→ REQUIREMENT: Extend the blog post about recovering from a dead firewall network card and choosing a monitoring tool, picking up right after its final sentence.

Downtime is inevitable! But that doesn't mean you should not prepare for it. Yesterday for example, the network card in my firewall just died. Since I host my website at home, it was no longer accessible, and as a bonus the kids were all over me about their internet connection. Also our remote working capabilities went up in smoke. Long story short, fortunately I had another NIC that I bought for my server and one (long) hour later everything was like nothing happened.
Why a one-hour downtime for a hardware switch that took 2 minutes?
Well, finding what's wrong took a bit of time. Afterward, changing the network card means that the MAC address changes, so the associated IP addresses are no longer the same on the gateway. Then I had to reassign the network interfaces in pfsense (plug in a monitor and a keyboard). So it was a good exercise in staying calm and working fast. For those of you who have "working under pressure" in your resumes, this was it!
The Solution (complicated, expert mode on)
Searching for a good monitoring tool, that also has a free plan, is not an easy task. There's a lot to set up and configure so you have to be sure that in the end it's not just for a 14 days trial, but something you can use for as long as you like. If it's a solution that enables you to expand along the way as you upgrade your network that's the cherry on top. Enter Datadog.
Datadog’s solution is compliant with all data protection laws and regulations applicable to the services they provide and is compliant with the General Data Protection Regulation (GDPR) as of May 25, 2018. (source)

→ DATASET CONTENT:

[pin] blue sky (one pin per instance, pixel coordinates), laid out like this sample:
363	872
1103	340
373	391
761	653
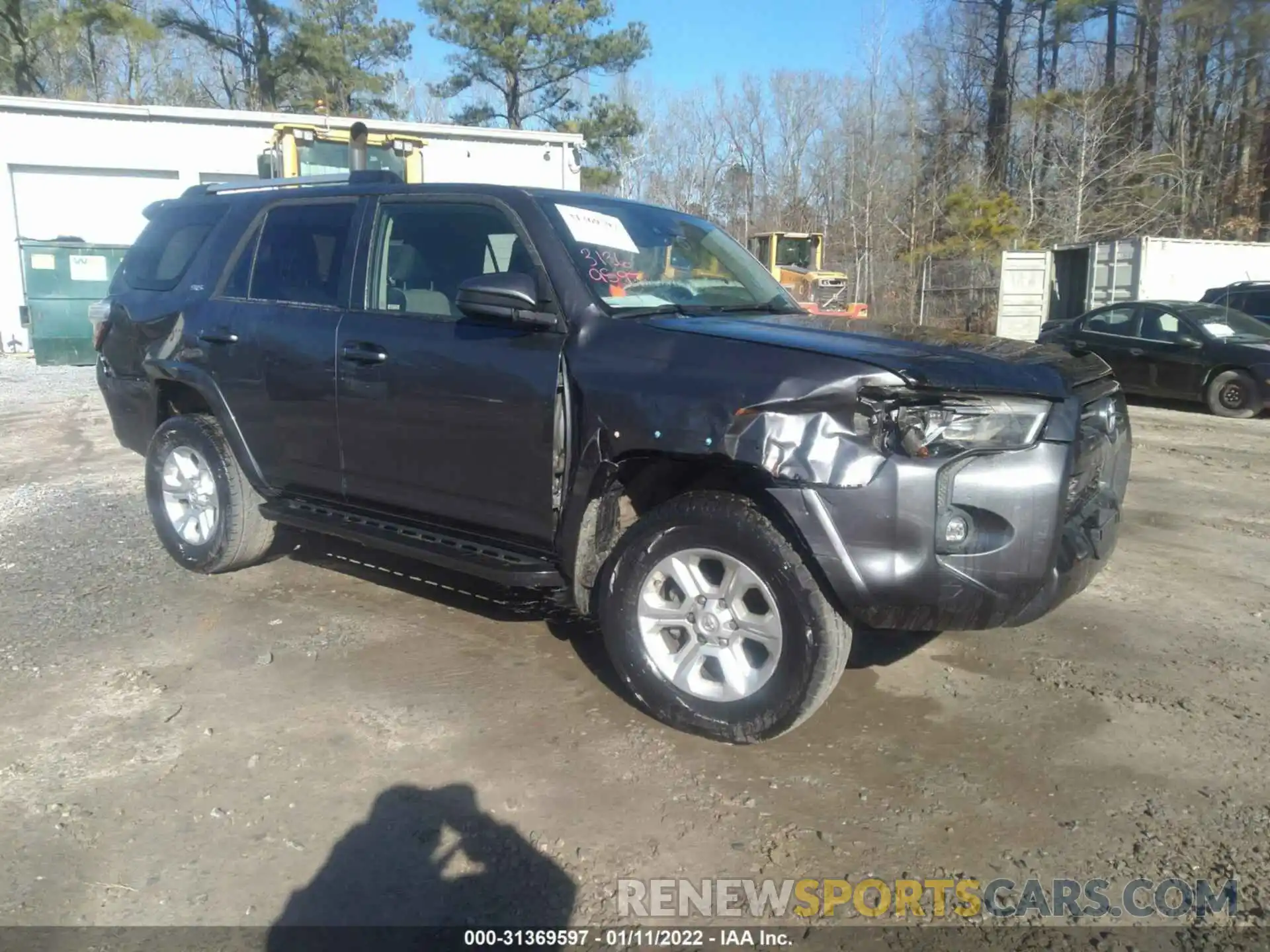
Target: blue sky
697	40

→ TASK RESULT:
So it's GDPR compliant. Even better, since I'm living in Europe I'm concerned about it. A few minutes later I have cleaned my headers of all the Google and Facebook analytics scripts and added the one provided by Datadog. I also installed the agent on the server, and added NGINX integration, along with SNMP. The last one allows me to get the data from the pfsense firewall. This way I have everything collected and presented in one nice-looking dashboard. If you want even more data, check out the tutorial written by James Tenniswood on Monitoring Unifi devices using SNMP and Datadog. Here's my end result:
Now let's dive further, since this is monitoring the backend, let's do something about the website. Easy, since Datadog provides a way to do this named UX Monitoring. For the RUM (Real User Monitoring) you will have to add a script in your website header (GDPR remember?). Once the data lands on the Datadog server you are presented with the following dashboard:
And now the monitoring part. Datadog has a lot of AWS sites all over the world that will be used to hit your website. This way you can check your response times from different regions of the world, from the US to Australia.
You can configure every detail of the test, of course.
There you go. It's a complete solution, that's free and future proof so I encourage you to spend some time to set this up.
The Other Solution (easy)
So you think that's way too complicated, don't have the time or the need for this level of detail? Worry not, I have something for you:
We call you when your website is down
That's betteruptime.com. Simple and easy to set up. It even provides an integration with... Datadog. In a few words, when your site becomes unresponsive they call you, send you an SMS and an email. So you can't say you were not notified.
What's in the free tier?
- free e-mail alerts
- tests are run within a three minutes interval
- unlimited monitors and
- five calls per month (if you include their badge on your website)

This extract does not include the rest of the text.